◆ WORK REQUEST:
Scan the records below and copy every line that contains the string "center".

*** RECORDS PROVIDED ***

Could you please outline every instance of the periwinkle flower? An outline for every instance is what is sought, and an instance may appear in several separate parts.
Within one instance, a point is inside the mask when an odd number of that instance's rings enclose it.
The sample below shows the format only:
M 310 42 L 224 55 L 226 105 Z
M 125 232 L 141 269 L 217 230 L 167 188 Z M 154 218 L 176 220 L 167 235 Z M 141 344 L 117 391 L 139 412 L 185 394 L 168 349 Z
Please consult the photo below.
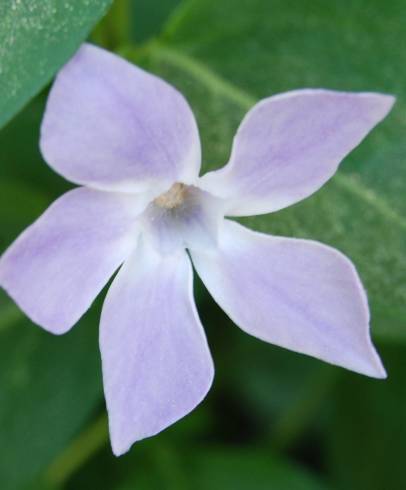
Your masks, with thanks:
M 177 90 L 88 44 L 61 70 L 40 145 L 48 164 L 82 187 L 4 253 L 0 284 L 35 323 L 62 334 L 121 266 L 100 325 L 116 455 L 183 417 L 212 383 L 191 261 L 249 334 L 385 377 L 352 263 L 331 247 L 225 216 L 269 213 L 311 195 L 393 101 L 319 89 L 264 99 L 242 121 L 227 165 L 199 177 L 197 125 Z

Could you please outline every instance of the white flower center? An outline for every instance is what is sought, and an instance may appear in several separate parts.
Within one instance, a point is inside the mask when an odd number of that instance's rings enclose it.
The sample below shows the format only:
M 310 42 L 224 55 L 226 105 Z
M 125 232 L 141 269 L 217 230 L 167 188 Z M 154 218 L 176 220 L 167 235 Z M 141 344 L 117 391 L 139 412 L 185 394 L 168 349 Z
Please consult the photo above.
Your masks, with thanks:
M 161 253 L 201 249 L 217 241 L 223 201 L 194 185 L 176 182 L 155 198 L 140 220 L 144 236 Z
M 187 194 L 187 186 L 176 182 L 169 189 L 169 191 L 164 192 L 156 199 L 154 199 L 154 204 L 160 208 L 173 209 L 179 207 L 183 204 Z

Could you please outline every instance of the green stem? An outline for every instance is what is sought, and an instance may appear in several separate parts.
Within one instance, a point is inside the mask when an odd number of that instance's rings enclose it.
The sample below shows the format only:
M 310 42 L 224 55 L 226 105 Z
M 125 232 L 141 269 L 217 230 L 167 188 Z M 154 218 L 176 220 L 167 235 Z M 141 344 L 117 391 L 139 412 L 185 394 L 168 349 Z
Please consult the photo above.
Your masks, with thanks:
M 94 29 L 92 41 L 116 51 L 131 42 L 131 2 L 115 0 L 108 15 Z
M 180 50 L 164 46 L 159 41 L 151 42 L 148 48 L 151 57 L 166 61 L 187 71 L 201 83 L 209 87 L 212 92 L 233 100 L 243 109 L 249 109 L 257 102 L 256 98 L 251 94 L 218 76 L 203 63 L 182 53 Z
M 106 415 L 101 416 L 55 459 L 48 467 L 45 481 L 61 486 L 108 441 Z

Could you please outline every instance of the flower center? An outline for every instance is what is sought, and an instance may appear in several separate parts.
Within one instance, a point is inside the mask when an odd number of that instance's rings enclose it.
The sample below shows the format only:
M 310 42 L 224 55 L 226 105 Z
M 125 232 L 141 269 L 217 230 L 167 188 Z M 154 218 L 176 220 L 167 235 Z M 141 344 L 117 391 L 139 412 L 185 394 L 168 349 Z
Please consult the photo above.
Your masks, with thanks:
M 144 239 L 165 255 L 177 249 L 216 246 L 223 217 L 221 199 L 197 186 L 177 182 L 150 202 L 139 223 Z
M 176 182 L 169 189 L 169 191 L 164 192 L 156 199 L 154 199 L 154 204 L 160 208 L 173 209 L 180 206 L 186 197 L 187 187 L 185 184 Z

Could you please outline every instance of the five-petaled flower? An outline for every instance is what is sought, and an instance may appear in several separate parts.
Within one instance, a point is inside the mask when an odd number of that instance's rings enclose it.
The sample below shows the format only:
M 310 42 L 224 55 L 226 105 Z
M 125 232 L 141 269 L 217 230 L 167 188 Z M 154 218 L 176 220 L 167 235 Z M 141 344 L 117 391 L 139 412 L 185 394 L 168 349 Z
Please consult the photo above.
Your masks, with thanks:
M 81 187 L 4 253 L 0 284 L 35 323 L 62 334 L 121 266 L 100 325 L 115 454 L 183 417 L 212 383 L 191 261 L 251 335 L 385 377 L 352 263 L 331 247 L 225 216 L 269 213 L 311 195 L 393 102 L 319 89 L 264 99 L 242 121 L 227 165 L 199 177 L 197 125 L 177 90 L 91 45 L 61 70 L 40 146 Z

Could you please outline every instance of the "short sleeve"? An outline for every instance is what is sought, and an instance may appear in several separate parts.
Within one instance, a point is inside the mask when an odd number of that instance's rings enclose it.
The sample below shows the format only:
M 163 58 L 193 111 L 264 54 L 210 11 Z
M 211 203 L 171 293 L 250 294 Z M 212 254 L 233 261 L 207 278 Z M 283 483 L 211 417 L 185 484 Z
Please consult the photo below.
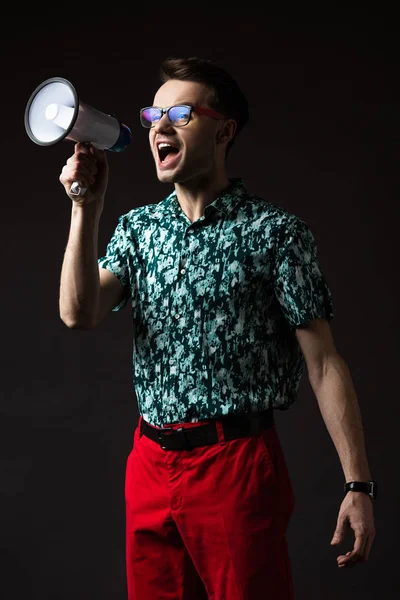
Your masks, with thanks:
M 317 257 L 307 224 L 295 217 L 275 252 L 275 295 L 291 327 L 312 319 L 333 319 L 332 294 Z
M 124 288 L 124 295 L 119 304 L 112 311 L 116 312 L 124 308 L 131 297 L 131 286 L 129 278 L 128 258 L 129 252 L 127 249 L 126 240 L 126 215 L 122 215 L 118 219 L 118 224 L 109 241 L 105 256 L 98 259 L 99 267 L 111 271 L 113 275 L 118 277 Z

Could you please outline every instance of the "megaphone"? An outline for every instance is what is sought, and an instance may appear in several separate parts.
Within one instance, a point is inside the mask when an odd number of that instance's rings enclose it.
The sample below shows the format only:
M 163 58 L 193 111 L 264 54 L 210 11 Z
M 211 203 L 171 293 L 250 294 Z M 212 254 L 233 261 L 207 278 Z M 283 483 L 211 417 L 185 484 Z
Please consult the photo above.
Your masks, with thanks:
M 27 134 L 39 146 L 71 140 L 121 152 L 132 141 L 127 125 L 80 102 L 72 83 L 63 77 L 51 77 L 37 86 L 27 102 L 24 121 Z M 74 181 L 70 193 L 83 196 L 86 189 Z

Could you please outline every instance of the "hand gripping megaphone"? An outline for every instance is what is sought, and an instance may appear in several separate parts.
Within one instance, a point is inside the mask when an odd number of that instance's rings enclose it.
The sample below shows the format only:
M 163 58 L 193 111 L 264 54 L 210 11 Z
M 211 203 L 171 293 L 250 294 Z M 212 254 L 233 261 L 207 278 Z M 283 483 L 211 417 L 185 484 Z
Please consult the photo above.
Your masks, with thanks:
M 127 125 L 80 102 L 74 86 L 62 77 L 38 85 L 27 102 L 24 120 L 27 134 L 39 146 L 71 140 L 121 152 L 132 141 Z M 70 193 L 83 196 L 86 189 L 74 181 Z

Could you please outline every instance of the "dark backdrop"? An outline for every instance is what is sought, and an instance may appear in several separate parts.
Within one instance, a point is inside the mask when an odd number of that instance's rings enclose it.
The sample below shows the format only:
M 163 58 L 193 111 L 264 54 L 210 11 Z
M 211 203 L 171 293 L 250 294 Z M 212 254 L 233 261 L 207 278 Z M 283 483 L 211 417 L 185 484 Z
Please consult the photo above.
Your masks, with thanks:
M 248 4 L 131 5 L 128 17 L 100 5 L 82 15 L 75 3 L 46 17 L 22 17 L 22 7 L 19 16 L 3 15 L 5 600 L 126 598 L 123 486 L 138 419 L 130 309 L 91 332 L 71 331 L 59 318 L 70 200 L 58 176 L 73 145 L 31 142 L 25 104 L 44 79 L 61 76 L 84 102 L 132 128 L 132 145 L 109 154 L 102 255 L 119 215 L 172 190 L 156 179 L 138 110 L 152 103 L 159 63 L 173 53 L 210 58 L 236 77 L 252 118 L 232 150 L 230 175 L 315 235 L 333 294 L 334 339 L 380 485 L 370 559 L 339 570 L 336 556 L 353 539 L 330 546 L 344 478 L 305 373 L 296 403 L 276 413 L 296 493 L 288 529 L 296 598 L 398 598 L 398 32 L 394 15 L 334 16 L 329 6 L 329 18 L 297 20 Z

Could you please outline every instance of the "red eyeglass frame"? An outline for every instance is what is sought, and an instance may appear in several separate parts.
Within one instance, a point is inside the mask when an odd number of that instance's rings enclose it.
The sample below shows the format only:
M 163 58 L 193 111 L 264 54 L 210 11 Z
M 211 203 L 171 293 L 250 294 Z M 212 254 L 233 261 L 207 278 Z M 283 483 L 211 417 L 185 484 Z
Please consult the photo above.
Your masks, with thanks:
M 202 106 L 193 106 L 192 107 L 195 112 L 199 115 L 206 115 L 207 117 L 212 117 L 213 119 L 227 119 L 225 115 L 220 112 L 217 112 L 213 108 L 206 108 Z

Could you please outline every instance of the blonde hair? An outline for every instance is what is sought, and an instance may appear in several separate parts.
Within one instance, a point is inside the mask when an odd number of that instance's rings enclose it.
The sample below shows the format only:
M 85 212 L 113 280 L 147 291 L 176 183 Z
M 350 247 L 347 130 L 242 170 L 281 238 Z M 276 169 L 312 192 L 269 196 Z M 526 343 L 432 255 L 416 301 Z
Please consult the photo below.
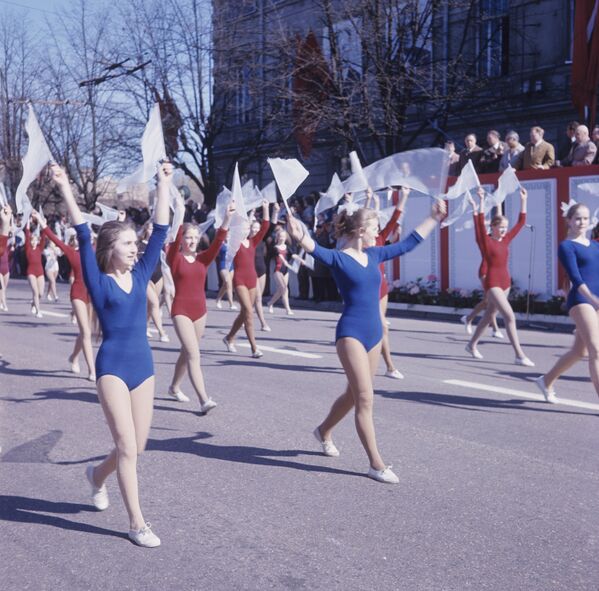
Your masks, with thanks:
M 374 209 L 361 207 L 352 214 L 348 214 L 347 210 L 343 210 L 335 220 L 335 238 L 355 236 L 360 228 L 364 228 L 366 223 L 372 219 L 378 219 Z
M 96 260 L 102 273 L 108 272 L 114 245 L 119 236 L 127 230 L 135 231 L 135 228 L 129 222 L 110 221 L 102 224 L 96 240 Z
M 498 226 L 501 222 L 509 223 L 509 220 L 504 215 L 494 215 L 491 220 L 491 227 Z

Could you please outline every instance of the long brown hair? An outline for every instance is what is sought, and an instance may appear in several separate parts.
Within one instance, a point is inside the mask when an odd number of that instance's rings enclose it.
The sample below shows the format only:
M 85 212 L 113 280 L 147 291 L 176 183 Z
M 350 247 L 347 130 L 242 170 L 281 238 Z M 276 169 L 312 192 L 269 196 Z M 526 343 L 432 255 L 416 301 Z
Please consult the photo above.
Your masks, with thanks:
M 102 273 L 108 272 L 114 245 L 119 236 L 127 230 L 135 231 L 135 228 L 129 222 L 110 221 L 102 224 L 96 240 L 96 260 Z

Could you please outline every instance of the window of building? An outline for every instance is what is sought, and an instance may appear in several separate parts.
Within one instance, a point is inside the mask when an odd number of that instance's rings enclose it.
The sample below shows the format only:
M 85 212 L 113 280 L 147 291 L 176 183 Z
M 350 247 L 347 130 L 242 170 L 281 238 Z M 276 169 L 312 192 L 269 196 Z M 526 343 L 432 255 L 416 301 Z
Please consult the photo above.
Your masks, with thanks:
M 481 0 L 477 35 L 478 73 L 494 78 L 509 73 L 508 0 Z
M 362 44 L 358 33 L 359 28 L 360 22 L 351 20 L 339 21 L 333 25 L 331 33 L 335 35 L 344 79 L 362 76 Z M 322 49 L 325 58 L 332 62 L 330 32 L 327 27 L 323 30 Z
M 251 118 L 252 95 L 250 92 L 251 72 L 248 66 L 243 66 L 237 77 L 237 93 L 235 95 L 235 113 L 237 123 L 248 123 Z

*** End of RECORDS PROVIDED ***

◆ RESULT:
Could you please outline every instance of the white flower center? An outline for every instance is what is sought, and an instance may appear in several separate parts.
Could you please outline every instance of the flower center? An outline for every instance is what is sought, and an instance may appear in several separate parts.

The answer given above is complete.